## Data entries
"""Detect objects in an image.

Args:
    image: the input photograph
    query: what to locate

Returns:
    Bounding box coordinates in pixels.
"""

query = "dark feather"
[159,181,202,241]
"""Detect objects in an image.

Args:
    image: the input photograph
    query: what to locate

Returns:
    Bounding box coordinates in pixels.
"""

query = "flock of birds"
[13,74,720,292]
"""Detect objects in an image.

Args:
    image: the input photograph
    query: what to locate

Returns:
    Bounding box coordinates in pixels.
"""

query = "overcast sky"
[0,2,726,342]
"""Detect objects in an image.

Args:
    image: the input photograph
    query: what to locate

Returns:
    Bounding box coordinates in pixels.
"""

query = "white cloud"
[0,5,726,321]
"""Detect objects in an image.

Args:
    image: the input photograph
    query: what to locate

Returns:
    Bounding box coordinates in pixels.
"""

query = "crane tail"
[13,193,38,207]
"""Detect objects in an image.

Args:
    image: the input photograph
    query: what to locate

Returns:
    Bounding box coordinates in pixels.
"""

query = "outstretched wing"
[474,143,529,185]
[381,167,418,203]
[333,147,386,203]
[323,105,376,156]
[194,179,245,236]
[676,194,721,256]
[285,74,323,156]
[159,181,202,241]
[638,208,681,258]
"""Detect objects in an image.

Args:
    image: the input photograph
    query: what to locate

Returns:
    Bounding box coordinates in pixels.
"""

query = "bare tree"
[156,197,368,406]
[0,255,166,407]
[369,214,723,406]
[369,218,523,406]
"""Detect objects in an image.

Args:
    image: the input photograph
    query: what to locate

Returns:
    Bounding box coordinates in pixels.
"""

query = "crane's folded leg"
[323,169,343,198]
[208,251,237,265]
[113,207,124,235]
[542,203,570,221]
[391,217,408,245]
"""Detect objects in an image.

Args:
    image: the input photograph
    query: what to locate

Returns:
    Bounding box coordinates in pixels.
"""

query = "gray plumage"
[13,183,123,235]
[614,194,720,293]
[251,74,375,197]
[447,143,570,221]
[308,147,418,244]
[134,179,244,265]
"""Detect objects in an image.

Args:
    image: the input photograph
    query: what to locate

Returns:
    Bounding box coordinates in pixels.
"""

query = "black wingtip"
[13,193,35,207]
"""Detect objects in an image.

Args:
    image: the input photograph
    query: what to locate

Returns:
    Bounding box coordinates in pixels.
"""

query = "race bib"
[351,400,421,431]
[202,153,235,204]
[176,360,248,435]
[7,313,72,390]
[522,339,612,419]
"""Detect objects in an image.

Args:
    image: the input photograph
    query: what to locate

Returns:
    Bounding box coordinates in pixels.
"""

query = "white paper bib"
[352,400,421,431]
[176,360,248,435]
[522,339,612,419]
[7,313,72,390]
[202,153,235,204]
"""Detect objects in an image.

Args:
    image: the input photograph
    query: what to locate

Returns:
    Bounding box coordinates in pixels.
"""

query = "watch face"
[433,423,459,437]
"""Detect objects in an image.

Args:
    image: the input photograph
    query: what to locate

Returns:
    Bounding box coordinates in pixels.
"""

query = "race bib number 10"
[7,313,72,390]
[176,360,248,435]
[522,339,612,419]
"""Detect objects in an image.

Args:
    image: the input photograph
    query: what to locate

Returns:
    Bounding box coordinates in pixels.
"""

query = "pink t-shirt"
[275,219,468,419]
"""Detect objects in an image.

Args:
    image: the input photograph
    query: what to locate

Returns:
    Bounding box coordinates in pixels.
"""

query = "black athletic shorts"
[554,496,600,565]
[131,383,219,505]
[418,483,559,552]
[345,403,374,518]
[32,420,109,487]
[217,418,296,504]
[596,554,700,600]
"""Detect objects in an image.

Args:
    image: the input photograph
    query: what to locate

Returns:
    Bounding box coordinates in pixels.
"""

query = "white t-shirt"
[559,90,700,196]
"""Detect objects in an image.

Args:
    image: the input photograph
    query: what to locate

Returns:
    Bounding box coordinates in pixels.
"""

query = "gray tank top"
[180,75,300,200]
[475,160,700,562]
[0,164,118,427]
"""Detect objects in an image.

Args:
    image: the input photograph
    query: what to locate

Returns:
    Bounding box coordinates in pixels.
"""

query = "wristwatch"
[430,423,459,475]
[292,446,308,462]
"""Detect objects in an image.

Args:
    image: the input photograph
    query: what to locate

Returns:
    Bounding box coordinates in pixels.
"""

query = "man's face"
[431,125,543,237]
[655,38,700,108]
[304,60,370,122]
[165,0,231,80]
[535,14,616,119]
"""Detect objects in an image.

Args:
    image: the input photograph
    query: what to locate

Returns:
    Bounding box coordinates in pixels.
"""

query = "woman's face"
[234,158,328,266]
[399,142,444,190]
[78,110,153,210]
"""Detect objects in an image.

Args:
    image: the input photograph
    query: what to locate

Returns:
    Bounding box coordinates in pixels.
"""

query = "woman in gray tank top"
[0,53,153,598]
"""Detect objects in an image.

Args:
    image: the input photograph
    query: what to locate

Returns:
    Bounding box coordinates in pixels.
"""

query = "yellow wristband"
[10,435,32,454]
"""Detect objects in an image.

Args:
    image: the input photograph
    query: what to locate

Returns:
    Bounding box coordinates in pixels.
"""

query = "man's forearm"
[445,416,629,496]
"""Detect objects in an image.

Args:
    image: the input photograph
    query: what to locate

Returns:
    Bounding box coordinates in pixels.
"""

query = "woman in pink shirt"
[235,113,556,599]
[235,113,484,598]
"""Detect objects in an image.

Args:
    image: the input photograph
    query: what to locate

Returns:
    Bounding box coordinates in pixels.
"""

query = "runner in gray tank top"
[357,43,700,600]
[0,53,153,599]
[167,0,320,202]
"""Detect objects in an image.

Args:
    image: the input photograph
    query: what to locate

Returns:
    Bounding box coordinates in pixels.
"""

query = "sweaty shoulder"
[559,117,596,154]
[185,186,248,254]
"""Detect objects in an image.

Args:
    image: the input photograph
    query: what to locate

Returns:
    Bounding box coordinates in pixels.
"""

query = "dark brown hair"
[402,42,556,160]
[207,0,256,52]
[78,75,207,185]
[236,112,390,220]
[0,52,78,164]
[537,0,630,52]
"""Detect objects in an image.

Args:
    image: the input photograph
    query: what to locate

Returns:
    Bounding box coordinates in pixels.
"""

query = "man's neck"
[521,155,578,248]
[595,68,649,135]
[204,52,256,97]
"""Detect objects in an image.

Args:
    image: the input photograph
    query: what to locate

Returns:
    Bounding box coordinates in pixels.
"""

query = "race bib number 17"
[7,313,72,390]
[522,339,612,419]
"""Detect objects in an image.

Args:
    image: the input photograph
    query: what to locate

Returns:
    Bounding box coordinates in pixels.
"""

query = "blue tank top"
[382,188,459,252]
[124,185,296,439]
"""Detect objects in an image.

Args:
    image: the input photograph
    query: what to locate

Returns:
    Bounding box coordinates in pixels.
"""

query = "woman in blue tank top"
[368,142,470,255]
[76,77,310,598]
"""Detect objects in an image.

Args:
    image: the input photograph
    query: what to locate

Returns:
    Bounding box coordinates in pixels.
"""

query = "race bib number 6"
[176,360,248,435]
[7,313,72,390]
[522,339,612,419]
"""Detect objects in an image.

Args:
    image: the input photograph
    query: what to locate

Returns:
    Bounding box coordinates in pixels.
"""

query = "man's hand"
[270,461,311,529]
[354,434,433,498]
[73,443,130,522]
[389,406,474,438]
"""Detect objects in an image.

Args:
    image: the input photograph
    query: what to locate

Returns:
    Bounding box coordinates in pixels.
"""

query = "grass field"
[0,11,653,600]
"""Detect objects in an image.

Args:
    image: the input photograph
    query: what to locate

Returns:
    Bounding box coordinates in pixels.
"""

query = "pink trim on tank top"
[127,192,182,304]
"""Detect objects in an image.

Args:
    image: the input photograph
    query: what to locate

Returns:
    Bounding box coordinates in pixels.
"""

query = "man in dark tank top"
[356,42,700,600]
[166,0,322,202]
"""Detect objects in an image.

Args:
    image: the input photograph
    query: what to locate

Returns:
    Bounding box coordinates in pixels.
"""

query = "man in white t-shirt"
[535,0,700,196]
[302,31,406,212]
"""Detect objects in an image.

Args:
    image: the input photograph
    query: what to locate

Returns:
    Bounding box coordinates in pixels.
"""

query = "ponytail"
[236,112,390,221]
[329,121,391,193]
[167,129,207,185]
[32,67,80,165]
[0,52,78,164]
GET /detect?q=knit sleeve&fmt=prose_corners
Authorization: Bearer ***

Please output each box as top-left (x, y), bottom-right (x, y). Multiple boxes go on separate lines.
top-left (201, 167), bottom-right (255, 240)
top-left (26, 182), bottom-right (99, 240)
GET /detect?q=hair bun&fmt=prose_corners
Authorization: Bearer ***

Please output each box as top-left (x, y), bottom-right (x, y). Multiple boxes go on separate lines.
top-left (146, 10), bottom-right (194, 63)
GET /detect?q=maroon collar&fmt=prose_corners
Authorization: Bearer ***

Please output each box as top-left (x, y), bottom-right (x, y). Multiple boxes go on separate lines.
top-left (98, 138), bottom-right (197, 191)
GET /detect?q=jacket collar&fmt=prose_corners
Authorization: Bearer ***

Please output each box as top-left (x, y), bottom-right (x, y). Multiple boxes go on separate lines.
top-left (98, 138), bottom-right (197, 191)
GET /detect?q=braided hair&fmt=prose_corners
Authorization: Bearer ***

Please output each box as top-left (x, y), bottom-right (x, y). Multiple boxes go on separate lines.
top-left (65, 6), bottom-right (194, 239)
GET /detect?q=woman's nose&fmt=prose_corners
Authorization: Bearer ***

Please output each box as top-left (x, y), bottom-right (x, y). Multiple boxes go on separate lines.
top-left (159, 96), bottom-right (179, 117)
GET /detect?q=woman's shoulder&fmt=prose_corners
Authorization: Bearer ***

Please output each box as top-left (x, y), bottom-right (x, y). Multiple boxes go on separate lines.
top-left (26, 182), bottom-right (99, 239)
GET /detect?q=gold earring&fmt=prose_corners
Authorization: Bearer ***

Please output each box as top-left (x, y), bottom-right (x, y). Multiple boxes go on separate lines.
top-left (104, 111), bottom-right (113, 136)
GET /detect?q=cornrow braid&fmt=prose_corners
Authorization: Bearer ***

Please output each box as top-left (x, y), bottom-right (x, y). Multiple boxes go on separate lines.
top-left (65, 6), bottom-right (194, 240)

## Exercise objective
Edit the listing lines starting at the one containing "GET /detect?q=hair bun&fmt=prose_corners" and ending at the one containing "top-left (146, 10), bottom-right (194, 63)": swap "separate lines" for "individual lines" and leave everything else unchanged. Return only those lines.

## Written reply
GET /detect?q=hair bun&fmt=prose_corners
Authorization: Bearer ***

Please output each box as top-left (x, y), bottom-right (x, y). Multiple boxes go on individual lines.
top-left (146, 10), bottom-right (194, 63)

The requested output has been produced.